##### Records shown #####
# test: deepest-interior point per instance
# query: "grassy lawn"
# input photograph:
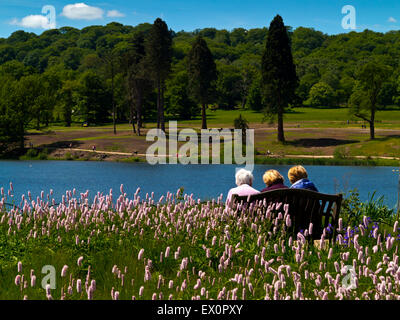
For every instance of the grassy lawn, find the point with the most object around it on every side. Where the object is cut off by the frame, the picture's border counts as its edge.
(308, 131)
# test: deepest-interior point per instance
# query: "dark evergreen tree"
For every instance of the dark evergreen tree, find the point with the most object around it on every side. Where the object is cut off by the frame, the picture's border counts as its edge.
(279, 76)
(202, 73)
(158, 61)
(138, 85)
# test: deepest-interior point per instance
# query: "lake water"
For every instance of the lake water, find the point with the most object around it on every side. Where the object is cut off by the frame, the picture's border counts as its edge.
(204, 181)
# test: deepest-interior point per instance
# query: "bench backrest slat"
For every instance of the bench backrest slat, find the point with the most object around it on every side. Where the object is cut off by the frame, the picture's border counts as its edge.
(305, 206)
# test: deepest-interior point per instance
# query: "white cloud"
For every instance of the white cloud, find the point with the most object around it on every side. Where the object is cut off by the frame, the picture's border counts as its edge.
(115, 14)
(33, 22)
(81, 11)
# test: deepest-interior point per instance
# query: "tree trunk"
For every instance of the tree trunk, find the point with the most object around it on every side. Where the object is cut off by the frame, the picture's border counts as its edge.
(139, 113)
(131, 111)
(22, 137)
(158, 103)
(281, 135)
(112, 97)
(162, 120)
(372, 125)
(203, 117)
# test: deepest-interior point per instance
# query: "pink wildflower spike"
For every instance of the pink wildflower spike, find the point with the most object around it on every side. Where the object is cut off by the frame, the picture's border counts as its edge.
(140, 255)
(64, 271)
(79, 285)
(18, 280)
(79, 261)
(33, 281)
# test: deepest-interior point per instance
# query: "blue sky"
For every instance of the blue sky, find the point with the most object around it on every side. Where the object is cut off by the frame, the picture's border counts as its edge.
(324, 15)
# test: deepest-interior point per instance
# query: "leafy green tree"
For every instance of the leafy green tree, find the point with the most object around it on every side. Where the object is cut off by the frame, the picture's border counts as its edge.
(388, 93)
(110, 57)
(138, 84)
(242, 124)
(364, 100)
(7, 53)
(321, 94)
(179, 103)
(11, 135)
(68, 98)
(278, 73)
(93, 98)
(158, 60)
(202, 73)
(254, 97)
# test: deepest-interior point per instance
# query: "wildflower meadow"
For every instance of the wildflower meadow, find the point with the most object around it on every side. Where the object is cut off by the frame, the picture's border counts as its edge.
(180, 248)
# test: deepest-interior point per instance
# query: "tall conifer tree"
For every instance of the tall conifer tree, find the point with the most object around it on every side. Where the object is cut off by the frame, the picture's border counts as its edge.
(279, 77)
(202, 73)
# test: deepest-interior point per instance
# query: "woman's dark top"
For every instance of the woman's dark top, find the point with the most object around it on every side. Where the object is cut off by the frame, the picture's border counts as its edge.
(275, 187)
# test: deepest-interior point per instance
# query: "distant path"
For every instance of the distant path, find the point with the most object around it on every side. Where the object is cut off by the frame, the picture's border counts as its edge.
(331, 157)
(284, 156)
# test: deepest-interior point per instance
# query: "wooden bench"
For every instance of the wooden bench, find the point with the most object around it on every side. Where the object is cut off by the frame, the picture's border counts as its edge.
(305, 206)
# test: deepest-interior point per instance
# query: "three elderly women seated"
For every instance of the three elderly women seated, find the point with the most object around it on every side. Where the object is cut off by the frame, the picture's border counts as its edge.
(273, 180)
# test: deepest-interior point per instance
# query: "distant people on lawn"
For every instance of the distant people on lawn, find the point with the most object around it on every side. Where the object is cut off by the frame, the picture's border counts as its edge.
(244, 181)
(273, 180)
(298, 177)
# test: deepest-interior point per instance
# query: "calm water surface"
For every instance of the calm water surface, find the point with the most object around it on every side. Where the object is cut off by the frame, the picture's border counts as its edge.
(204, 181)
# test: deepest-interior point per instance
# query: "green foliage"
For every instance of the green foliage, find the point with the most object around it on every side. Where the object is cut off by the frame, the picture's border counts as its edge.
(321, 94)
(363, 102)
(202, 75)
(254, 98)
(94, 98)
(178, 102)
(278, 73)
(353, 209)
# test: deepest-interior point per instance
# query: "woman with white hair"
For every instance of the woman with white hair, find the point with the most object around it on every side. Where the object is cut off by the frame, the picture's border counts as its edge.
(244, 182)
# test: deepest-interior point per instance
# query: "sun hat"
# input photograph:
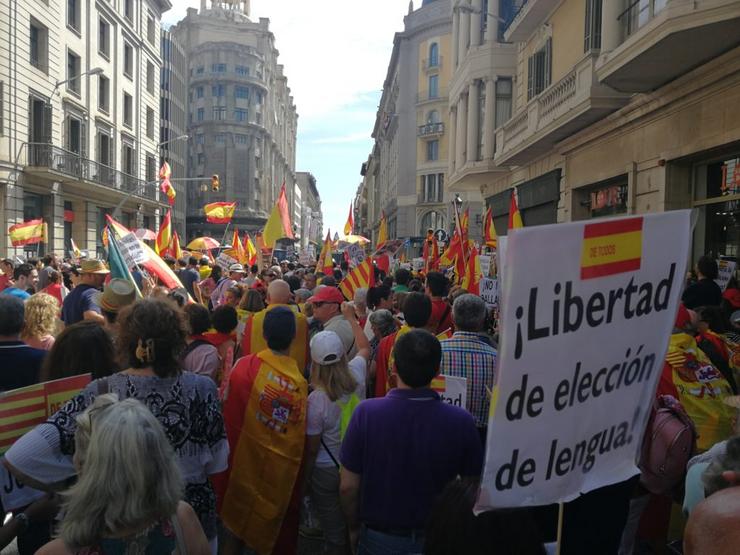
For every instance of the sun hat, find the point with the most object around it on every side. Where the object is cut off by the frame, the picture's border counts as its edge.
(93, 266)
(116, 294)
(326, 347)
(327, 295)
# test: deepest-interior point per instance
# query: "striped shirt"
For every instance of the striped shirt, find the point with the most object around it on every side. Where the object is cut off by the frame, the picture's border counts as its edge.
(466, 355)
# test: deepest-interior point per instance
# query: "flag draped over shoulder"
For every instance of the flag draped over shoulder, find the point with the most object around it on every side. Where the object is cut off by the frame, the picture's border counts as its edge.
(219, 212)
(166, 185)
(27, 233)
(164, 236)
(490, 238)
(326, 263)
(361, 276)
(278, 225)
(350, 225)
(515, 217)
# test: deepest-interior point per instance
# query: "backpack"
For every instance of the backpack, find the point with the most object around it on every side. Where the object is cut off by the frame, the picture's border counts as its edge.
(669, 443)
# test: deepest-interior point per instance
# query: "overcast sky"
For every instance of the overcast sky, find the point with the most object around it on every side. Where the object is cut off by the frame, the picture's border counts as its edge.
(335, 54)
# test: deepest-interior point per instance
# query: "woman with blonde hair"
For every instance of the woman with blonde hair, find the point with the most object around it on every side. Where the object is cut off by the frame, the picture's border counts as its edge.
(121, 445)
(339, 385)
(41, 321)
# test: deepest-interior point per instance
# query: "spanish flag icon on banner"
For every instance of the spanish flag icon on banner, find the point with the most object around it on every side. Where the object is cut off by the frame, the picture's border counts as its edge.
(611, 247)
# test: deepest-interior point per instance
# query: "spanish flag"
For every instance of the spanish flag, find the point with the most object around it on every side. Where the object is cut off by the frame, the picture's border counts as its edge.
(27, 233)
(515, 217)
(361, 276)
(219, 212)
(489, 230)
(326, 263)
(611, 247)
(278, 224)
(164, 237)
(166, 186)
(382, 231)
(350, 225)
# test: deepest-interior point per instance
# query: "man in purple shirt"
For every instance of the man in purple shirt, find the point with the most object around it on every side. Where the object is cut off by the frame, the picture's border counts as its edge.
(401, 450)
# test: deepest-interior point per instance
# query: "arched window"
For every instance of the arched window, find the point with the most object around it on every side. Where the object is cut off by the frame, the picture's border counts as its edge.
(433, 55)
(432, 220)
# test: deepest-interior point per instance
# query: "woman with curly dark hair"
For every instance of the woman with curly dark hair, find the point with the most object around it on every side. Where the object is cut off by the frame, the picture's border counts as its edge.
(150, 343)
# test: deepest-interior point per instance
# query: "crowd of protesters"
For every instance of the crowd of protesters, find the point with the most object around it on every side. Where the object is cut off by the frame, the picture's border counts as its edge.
#####
# About this exercise
Line by line, output the material above exactly, passing over the pictures.

# Written solution
# test: deepest-interior point per instance
# query: "grassy lawn"
# input photograph:
For every instance of the grassy lawn, find the point with the most object around it on every side. Where the object is cut off by the frame, the picture's border counts as its edge.
(308, 131)
# test: deepest-interior point per instance
# query: "dark evergreen tree"
For every instance of the dark evergreen tree, find the point with the most object around it on every side. Where the object is cut off by the frame, the picture's border counts as its edge.
(279, 76)
(202, 73)
(158, 61)
(138, 85)
# test: deepest-interior point per instance
# query: "lake water"
For every instance of the lake water, find the point with the most object around it on every side. Where the object is cut off by the frame, the picture's border counts as its edge.
(204, 181)
# test: deepest-interior point per instance
# query: "bench backrest slat"
For every instance of the bench backrest slat, find the point with the most object around it on every side. Where the object is cut off by the frame, the picture's border counts as its edge.
(305, 206)
# test: deepest-interior point per instance
# query: "white cloud"
For every instance of the white cloud, find the point with the most object around it on every side. Where the object is cut off by the frame, the picture's border counts as its edge.
(115, 14)
(33, 22)
(81, 11)
# test: deepest-interior point per instance
# query: "tree trunk"
For every instance of the tree trunk, find the point with the most object around it on every side. Where the object is cut off by the frame, the picture's border counts as its edge.
(139, 113)
(131, 111)
(22, 137)
(158, 103)
(281, 135)
(112, 97)
(162, 120)
(372, 125)
(203, 117)
# test: deepest-interior point per instance
# query: "pink wildflower spike"
For every instance of the pink wildflower spike, find the point with the most object around it on every side. Where the object is cut off by the frame, the picture's border counts as its edge.
(140, 255)
(64, 271)
(79, 285)
(18, 280)
(79, 261)
(33, 281)
# test: deepest-interior point per instance
# query: "blue sky"
For every instance of the blue sky, find the point with the most object around it on every side. Where the object is cut off by the frame, the picture's border counts as its edge.
(324, 15)
# test: deepest-interior point per instance
# query: "leafy green tree"
For every instance of the leafy green tree, find the point with the most object around it on every side. Where the object is cut off by the frame, the picture's border counts as its edge.
(388, 93)
(110, 57)
(138, 84)
(242, 124)
(364, 100)
(7, 53)
(321, 94)
(179, 103)
(11, 135)
(68, 98)
(278, 73)
(93, 98)
(158, 60)
(202, 73)
(254, 97)
# test: deepest-interior point per instance
# query: "wildflower meadow"
For every instance of the wildflower meadow, find the point with the most object around it on every side. Where the object is cut off by the frame, the picture's border counts as its edge.
(180, 248)
# test: deepest-interior point per instance
# query: "tall conifer tree"
For every instance of the tall conifer tree, find the point with the most object around it on every side. Where the object is cut off by the frame, the picture's border counts as its edge.
(279, 77)
(202, 73)
# test: deepest-interior point per instance
# query: "woman's dark top"
For every instance of the woman's dark top, find the point with the most object around it on every side. Where the object is cut off by the frame, the picture's border counts as its edge.
(275, 187)
# test: deepest-interior point per instance
# query: "distant path"
For every instance of the distant path, find the point with the most object around it on every side. Where the object is cut off by the frame, the picture's border counts as its edge.
(331, 157)
(284, 156)
# test: deepest-interior point per instance
# query: "wooden bench"
For every instance of the wooden bench, find the point with the most object around it on every side. Where the object is cut off by the frame, the picture's border counts as its edge.
(305, 206)
# test: deepest-interior point per instance
# query: "three elderly women seated"
For every instance of the three elderly women seated, find the point with the most object around it on every side. Where the object is cut off by the frame, the picture's border counts as its edge.
(273, 180)
# test: deepest-interior point per instance
# query: "distant people on lawn"
For every instance of the distant people on lawn, find the point with the most object around it on every side. Where the object is cut off by the frame, the picture's border counts as its edge.
(244, 181)
(273, 180)
(298, 177)
# test: deepest-interior point per instance
# query: "calm water surface"
For every instance of the calm water surface, find the point with the most object around it on every side. Where the object is cut off by the frame, the picture's border counts as its edge.
(204, 181)
# test: deepest-interior point per instance
# query: "green foliage"
For every instance of the green foliage, find the point with the most object around it on every side. Where the object is cut off by the frame, the picture's border counts as its edge.
(321, 94)
(363, 102)
(202, 75)
(254, 98)
(94, 98)
(178, 102)
(278, 73)
(353, 209)
# test: deepest-interior point per instance
# query: "woman with white hair"
For every instance of the woman with white hair, find the point with the most object around it on every side. Where the object is cut off by the frame, the picture's border counts as its edge.
(244, 182)
# test: deepest-interior point per instance
# query: "sun hat"
# input photograph:
For every instance of the sun hat, find the point with the most object around it on every side. Where the object is cut off by the frame, the picture's border counts as its edge.
(93, 266)
(116, 294)
(326, 347)
(327, 295)
# test: deepest-interior point per instance
# query: "striped shirt"
For every instance of the striped shirt, find the point with the most object around it on every side. Where the object is cut off by the frame, the picture's border counts as its edge.
(466, 355)
# test: deepest-interior point per instance
# query: "flag draped over shoulder"
For every instance of the flag draped over shoulder, find the point with the most object around it on every side. Where the object is cut off by the frame, the picture's border counts as its edge.
(219, 212)
(166, 185)
(27, 233)
(164, 236)
(490, 238)
(326, 263)
(361, 276)
(278, 225)
(350, 225)
(515, 217)
# test: deepest-interior point per instance
# query: "backpack"
For every instance of the backpack, find the point with the most object around it on every side. Where the object is cut off by the frame, the picture's border counts as its edge.
(669, 443)
# test: deepest-interior point per instance
# query: "overcast sky"
For every instance of the overcast sky, find the point with the most object around it on every side. Where the object is cut off by the frame, the picture's border counts as its edge.
(335, 54)
# test: deepest-interior point per instance
# query: "woman with blonde hair"
For every instance of the woman with blonde hair, find the point with the most object around it on every side. Where the object is cut off by the frame, the picture's border counts as its edge.
(121, 445)
(339, 385)
(41, 321)
# test: deepest-interior point per instance
# query: "spanish flag icon on banner"
For every instance of the spanish flag icon on banner, find the point with the most object around it on every side. Where the object is cut off by the frame, the picture's border counts as its edge.
(611, 247)
# test: deepest-interior point per instance
# query: "spanish flag"
For every instance of the spanish flag, find the point with the most object around it on every side. Where the object is cut off by the frame, the picture's border counts as its edge.
(27, 233)
(515, 217)
(361, 276)
(219, 212)
(489, 230)
(326, 263)
(611, 247)
(278, 224)
(164, 237)
(166, 186)
(382, 231)
(350, 225)
# test: deepest-interior point per instance
# query: "man in purple shirt"
For every instance of the man in purple shirt, find the point with the most object around it on every side. Where the object is cut off by the frame, the picture's border counts as its edge.
(401, 450)
# test: deepest-interior point per instance
# query: "arched window"
For every instance of the arched window, find the point with the most object around it on every side. Where the object is cut off by the frame, the picture's border counts as its edge.
(433, 55)
(432, 220)
# test: deepest-interior point per instance
# query: "woman with curly dark hair"
For every instance of the woman with curly dark hair, find the point with the most object around it on every side. Where the object is cut off by the frame, the picture's border counts as its edge.
(150, 343)
# test: deepest-interior point per instance
# query: "crowd of protesters"
For every instance of the crowd of protesters, find the point with the most object around it on every side. Where the object is cut off by the frame, the picture's border counts as its edge.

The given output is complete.